[Point placement lines]
**********
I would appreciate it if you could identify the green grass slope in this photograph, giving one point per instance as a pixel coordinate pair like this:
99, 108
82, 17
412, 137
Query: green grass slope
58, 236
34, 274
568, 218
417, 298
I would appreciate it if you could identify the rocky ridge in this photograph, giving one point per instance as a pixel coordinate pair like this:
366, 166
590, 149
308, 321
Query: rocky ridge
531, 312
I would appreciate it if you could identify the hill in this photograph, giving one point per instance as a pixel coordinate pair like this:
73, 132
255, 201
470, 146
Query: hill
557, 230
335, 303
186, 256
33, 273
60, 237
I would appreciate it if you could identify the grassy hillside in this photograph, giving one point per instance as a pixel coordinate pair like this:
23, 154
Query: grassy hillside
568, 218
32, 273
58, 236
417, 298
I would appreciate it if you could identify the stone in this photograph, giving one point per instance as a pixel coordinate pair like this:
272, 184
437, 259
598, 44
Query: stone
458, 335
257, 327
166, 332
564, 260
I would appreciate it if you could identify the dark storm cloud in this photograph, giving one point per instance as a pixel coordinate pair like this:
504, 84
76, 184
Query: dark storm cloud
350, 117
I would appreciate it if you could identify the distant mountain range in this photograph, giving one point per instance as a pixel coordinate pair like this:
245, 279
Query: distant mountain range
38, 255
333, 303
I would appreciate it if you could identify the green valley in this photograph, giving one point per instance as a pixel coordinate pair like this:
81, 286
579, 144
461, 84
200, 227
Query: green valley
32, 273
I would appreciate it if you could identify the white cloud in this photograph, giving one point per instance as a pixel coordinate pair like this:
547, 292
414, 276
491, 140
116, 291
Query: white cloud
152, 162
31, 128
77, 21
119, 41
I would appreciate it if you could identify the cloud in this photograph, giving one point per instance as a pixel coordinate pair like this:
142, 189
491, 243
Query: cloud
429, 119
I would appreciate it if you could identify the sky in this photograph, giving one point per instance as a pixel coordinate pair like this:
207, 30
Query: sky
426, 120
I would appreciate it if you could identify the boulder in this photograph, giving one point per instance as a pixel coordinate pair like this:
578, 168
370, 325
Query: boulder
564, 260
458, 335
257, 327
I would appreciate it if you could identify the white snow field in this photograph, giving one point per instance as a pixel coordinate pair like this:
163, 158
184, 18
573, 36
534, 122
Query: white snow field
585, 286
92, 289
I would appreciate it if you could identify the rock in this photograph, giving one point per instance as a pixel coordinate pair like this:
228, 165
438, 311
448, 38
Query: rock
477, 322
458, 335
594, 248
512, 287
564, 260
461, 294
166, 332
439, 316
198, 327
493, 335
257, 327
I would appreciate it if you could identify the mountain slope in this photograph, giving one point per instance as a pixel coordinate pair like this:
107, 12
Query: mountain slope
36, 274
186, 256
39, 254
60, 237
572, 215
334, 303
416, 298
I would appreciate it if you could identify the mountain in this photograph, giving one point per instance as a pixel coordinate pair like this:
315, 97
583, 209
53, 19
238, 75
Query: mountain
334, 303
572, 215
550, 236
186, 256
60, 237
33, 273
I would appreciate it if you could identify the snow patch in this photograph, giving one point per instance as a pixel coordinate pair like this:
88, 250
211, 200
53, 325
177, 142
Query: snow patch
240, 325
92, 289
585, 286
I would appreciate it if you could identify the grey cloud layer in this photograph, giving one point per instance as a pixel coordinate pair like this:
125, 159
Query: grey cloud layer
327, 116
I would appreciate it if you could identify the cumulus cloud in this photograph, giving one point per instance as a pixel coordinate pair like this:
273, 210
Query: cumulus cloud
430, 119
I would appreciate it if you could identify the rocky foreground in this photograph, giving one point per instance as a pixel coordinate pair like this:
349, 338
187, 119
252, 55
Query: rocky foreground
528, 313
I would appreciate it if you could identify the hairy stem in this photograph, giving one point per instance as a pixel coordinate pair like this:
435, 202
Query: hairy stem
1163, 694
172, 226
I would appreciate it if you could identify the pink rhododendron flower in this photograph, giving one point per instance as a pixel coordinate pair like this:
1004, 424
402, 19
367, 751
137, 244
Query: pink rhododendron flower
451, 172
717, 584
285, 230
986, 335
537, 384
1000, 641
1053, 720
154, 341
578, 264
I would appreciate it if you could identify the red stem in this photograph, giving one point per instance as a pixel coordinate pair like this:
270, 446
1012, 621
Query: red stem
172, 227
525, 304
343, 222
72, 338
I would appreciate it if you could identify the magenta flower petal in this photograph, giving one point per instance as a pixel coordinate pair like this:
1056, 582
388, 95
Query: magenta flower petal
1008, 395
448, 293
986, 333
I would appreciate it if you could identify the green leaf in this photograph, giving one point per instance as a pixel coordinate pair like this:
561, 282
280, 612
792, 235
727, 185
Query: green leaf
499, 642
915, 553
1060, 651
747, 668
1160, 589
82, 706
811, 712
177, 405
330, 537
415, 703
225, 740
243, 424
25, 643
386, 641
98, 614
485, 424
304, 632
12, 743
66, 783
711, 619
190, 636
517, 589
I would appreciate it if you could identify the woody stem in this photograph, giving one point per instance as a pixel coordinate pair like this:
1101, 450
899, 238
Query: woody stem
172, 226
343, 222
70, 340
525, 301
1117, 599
**********
# [TASK REQUIREMENTS]
Can you write out all of these lines again with every "coordinate pair" switched to "location pair" and nothing else changed?

# [ANSWER TO THE TASK]
I would appreciate it if you could identify the green grass slope in this photograph, giving one point per instance as a pixel location pair like this:
99, 108
82, 17
412, 137
Query: green grass slope
58, 236
34, 274
568, 218
417, 298
I would appreciate it if you could identify the rocky ridge in this photograph, giving one point per instance as a pixel location pair like this:
366, 166
590, 149
308, 321
Query: rocky ridge
531, 312
I would appreciate it if you could identify the hill in this photograph, giving one point per instance as a pixel location pair like this:
73, 132
255, 201
470, 146
Query: hill
557, 230
335, 303
186, 256
33, 273
60, 237
I would appreciate it if you could identify the grassy hillside in this photograph, giving one point per instance as a pixel location pair like this:
23, 154
Query: grassy hillside
568, 218
32, 273
58, 236
417, 298
I would appreciate it if you could identify the stone in this photograph, giving one point per instance as a pixel location pair like this:
272, 184
437, 259
598, 44
Query: stone
458, 335
257, 327
166, 332
564, 260
I would appreciate it if you could identify the dark storm cloud in this photograph, giving one point per instance as a pixel location pair like this:
504, 84
76, 184
Query: dark storm cloud
350, 117
I would appreciate it if you could identify the distant mountain range in this photograph, giving one point per instance as a pixel location pair like this:
245, 279
Query: distant mountain range
38, 255
333, 303
I would appreciate it if you could identify the green valley in this photograph, giving one point per instance as a pixel location pair like this:
81, 286
579, 144
461, 84
200, 227
Query: green valley
32, 273
I would appreciate it if you could identify the white cloud in this photograph, giving one point per instance as a pixel location pair like this:
547, 292
414, 276
491, 140
116, 291
Query: white cloud
152, 162
31, 128
77, 21
119, 41
I would appreciate it if you could identify the cloud in this photograph, giving one point per instance as a pixel location pair like this:
142, 189
491, 243
Query: cloud
429, 119
I would appreciate it if you could identify the sky in this photograph, giving one point per instance as a pixel location pair like this:
207, 30
Query: sky
426, 120
I would appreciate it if you could identify the boulder in this photograph, giving one point per instance as a pixel location pair like this:
578, 168
370, 325
Query: boulder
564, 260
458, 335
257, 327
I would appreciate it if you could identify the white snow field in this photograph, giving one point per instance as a pixel location pair like this:
163, 158
184, 18
573, 36
534, 122
Query: white snow field
585, 286
92, 289
I would appreciate it if you could identify the rock in this photograph, giving one point per instance as a pixel location pair like this:
228, 165
438, 311
448, 38
Query: rock
477, 322
458, 335
594, 248
512, 287
564, 260
461, 294
166, 332
439, 316
198, 327
493, 335
257, 327
I would appreciate it if you could identify the mountain slope in this photograph, giving one point per instance as a pixel location pair like this:
107, 12
Query: mountain slope
36, 274
186, 256
39, 254
60, 237
572, 215
334, 303
416, 298
I would appreciate it if you could identify the mountain in this photograph, giving one point per instance as a pixel location pair like this:
315, 97
583, 209
53, 19
238, 75
Query: mountain
334, 303
572, 215
550, 236
186, 256
60, 237
33, 273
I would appreciate it if you could identify the snow patch in this photograph, giving one point per instance as a pixel location pair like this:
88, 250
211, 200
53, 325
177, 142
Query: snow patch
240, 325
92, 289
585, 286
I would appreciate it if you could identify the grey cloud layer in this photograph, giving one point per instance as a pixel location pair like this:
125, 159
Query: grey cloud layer
327, 116
I would appreciate it if you could identify the cumulus cloud in this photograph, giving one point per instance as a pixel location pair like this:
273, 210
Query: cumulus cloud
430, 119
I would appreciate it if you could identify the rocky foreground in this photograph, giving one point per instance as a pixel location pair like this:
349, 338
187, 119
252, 55
Query: rocky foreground
528, 313
I would appreciate it if you could identify the hairy stem in this photograph, giving one point per instance as a pixel location pair like this:
435, 202
Query: hairy stem
1163, 694
172, 226
I would appreciate it if you could identify the pink rhododendron flower in this photograph, giving one point per instance as a pixel location pair like this:
1004, 424
402, 19
367, 751
137, 244
Query: pink rhododendron flower
451, 172
717, 584
285, 230
986, 335
537, 384
1000, 641
1053, 720
154, 341
578, 264
I would appreciate it if you could identify the red stem in this photograph, giving one point per instance as a pixel location pair like this:
270, 446
1012, 621
Query: red stem
172, 227
525, 304
343, 222
72, 338
I would appreciate it if you could identify the magenta flower petal in this photograph, giving one point per instance as a pixel location pair like this:
1056, 582
388, 95
Query: magenta flower petal
1008, 395
448, 293
986, 333
I would appreciate it if you could identify the green leaf in this photograph, giving one point per instance as a pixel location pair like this:
561, 282
280, 612
792, 235
727, 185
Query: green leaf
499, 642
915, 553
1060, 651
747, 668
1160, 589
82, 706
811, 712
177, 405
330, 537
415, 703
225, 740
243, 424
25, 643
386, 641
98, 614
485, 424
304, 632
12, 743
66, 783
711, 619
190, 636
517, 589
I would appreciate it if you could identify the woody stem in this photograph, giving one point per instance as a pixel location pair like this:
1101, 450
899, 238
Query: woody stem
172, 226
343, 222
70, 340
525, 301
1117, 599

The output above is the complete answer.